- _EXERCISE PROMPT_: Write out each of the lines below word for word, keeping every character and line break unchanged.

** start of INFORMATION GIVEN **

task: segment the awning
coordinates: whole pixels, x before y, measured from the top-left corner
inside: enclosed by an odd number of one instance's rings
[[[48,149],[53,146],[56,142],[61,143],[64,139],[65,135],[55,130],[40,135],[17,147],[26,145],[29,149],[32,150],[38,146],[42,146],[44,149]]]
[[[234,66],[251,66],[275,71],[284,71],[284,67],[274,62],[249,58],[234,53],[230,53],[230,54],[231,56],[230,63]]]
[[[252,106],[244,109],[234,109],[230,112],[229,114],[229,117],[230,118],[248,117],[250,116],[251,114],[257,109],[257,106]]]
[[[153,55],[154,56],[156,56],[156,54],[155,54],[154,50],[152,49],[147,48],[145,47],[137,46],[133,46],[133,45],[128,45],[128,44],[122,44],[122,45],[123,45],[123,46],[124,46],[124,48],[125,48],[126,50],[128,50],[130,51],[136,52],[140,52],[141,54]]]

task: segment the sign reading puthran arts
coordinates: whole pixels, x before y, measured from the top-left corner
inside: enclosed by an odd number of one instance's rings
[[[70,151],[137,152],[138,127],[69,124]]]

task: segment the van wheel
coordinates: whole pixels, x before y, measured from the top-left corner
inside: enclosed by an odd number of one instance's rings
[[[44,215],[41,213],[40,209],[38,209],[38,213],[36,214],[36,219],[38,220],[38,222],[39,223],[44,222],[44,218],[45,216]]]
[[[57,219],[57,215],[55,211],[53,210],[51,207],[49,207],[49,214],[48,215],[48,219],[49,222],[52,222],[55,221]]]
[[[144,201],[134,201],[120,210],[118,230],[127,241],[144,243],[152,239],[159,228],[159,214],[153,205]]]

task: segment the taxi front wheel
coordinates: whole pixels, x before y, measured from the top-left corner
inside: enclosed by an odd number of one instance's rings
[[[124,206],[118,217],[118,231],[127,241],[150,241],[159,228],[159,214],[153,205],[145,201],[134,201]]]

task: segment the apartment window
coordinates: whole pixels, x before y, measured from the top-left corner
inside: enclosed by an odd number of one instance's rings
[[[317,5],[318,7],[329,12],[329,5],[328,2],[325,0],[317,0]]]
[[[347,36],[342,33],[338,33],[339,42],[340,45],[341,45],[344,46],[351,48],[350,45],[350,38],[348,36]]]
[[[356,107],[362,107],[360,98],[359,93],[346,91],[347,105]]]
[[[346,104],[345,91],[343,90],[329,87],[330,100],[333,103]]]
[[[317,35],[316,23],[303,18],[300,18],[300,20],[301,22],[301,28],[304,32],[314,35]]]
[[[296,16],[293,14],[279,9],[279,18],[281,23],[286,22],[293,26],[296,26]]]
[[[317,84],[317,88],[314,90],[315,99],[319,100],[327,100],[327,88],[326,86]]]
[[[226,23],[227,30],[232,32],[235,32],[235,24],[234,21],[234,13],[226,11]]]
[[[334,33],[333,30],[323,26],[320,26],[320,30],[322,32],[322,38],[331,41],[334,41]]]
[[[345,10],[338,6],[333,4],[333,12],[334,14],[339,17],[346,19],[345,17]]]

** end of INFORMATION GIVEN **

- _RESULT FOR THIS EXERCISE_:
task: segment the awning
coordinates: whole pixels, x before y, measured from the top-left corner
inside: enclosed by an odd number of one instance's rings
[[[48,149],[53,146],[56,142],[61,143],[64,139],[65,135],[55,130],[40,135],[17,147],[26,145],[29,149],[32,150],[38,146],[42,146],[44,149]]]
[[[234,66],[251,66],[275,71],[284,71],[284,67],[274,62],[249,58],[234,53],[230,53],[230,54],[231,56],[230,63]]]
[[[252,106],[244,109],[234,109],[230,112],[229,114],[229,117],[230,118],[248,117],[250,116],[251,114],[257,109],[257,106]]]
[[[153,55],[154,56],[156,56],[156,54],[155,54],[154,50],[152,49],[147,48],[145,47],[137,46],[133,46],[133,45],[128,45],[128,44],[122,44],[122,45],[123,45],[123,46],[124,46],[124,48],[125,48],[126,50],[128,50],[130,51],[136,52],[140,52],[141,54]]]

task: segment the sign reading puthran arts
coordinates: whole pixels, x before y, measured from the top-left corner
inside: enclosed by an odd number of one instance's rings
[[[70,151],[137,152],[138,127],[69,124]]]

task: segment the van wheel
coordinates: whole pixels, x before y, measured from the top-left corner
inside: enclosed by an odd number of one instance's rings
[[[44,215],[41,213],[40,209],[38,209],[38,213],[36,214],[36,219],[38,220],[38,222],[39,223],[44,222],[44,218],[45,216]]]
[[[57,219],[57,215],[55,211],[53,210],[51,207],[49,207],[49,214],[48,215],[48,219],[49,222],[52,222],[55,221]]]
[[[144,201],[134,201],[120,210],[118,230],[127,241],[144,243],[152,239],[159,228],[159,214],[153,205]]]

task: segment the taxi front wheel
coordinates: whole pixels, x before y, measured from the top-left corner
inside: enclosed by an odd number of one instance's rings
[[[124,206],[118,217],[118,231],[127,241],[150,241],[159,228],[159,214],[153,205],[145,201],[134,201]]]

task: segment the apartment window
coordinates: whole pixels, x before y, measured from the top-left corner
inside: enclosed by an odd number of one instance's rings
[[[317,5],[318,7],[329,12],[329,5],[328,2],[325,0],[317,0]]]
[[[347,36],[342,33],[338,33],[339,42],[340,45],[341,45],[344,46],[351,48],[350,45],[350,38],[348,36]]]
[[[356,107],[362,107],[360,98],[359,93],[346,91],[347,105]]]
[[[346,104],[345,91],[343,90],[329,87],[330,100],[333,103]]]
[[[317,35],[316,23],[303,18],[300,18],[300,20],[301,22],[301,28],[304,32],[314,35]]]
[[[296,16],[293,14],[279,9],[279,18],[281,23],[286,22],[293,26],[296,26]]]
[[[317,84],[317,88],[314,90],[315,99],[319,100],[327,100],[327,88],[326,86]]]
[[[226,23],[227,30],[232,32],[235,32],[235,24],[234,21],[234,13],[226,11]]]
[[[334,33],[333,30],[323,26],[320,26],[320,30],[322,32],[322,38],[331,41],[334,41]]]
[[[345,10],[338,6],[333,4],[333,12],[334,14],[339,17],[346,19],[345,17]]]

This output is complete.